Format the record lines below that start at the line containing "Retail shelf audit request: identify every asphalt" and end at the line containing "top-left (683, 394), bottom-right (708, 426)" as a JSON list of strings, one string per line, leaving out any blank lines.

Records from a data source:
§

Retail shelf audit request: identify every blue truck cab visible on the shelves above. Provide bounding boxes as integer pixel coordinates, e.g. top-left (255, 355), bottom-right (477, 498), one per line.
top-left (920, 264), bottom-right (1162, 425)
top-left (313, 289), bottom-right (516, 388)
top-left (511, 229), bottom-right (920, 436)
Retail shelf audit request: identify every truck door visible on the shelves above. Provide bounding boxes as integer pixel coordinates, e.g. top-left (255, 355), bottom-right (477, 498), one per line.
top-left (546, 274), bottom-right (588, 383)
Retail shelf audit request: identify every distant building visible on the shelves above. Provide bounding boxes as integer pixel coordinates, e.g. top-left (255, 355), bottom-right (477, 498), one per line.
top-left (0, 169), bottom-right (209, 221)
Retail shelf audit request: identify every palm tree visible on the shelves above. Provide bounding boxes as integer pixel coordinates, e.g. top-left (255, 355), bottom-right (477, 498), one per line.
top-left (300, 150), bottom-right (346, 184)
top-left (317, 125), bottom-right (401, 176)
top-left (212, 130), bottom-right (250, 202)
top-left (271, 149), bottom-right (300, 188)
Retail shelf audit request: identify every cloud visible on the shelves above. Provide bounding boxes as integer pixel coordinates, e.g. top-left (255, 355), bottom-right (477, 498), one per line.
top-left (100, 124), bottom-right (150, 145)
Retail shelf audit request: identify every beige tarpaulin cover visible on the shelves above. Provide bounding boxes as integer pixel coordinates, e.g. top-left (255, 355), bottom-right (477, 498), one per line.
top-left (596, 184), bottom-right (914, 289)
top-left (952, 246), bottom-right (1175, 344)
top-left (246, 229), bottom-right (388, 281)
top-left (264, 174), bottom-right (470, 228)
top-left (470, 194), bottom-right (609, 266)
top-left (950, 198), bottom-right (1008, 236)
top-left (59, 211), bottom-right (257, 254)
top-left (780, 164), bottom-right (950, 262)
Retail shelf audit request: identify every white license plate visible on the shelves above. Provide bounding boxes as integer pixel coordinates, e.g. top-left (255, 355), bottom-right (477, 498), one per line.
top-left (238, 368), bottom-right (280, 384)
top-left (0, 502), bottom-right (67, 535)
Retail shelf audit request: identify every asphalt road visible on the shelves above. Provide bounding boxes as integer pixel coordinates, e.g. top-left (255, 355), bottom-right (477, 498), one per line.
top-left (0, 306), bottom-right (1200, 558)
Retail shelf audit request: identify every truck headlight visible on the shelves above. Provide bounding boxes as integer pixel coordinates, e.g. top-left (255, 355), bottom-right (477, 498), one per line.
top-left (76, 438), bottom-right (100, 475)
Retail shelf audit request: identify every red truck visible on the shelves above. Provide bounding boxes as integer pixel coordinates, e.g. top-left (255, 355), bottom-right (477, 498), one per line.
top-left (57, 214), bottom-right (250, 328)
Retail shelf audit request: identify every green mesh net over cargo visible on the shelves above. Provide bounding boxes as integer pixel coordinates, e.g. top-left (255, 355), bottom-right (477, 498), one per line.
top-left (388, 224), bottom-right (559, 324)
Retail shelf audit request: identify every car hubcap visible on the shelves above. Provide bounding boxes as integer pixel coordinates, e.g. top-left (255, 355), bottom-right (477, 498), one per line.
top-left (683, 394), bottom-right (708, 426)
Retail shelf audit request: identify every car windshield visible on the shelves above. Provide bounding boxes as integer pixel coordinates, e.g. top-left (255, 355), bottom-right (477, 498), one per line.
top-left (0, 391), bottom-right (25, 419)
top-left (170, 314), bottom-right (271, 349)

§

_Result for this exercise_
[
  "Retail shelf audit request: identify every asphalt road visible on the shelves above. Provide bounding boxes as integer pixel coordinates, e.g. top-left (255, 355), bottom-right (477, 498), one per line.",
  "top-left (0, 306), bottom-right (1200, 558)",
  "Retail shelf audit request: identify every truck headlight visible on the shelves above. Provide bounding boxes as integer pixel coordinates, e.g. top-left (255, 355), bottom-right (477, 498), one per line.",
  "top-left (76, 438), bottom-right (100, 475)",
  "Retail shelf audit request: identify every red truck visible on the shelves above. Provide bounding boxes as integer pixel coordinates, e.g. top-left (255, 355), bottom-right (477, 498), one per line.",
  "top-left (57, 214), bottom-right (250, 328)",
  "Retail shelf audit request: identify every green mesh net over cargo visible on the shelves above. Provide bounding boxes as integer pixel coordinates, e.g. top-left (255, 355), bottom-right (477, 498), one per line.",
  "top-left (388, 224), bottom-right (559, 324)",
  "Retail shelf audit request: identify every car hubcap visible on the shelves above. Provide bounding boxes as integer pixel coordinates, e.g. top-left (255, 355), bottom-right (477, 498), one per line.",
  "top-left (683, 394), bottom-right (708, 426)"
]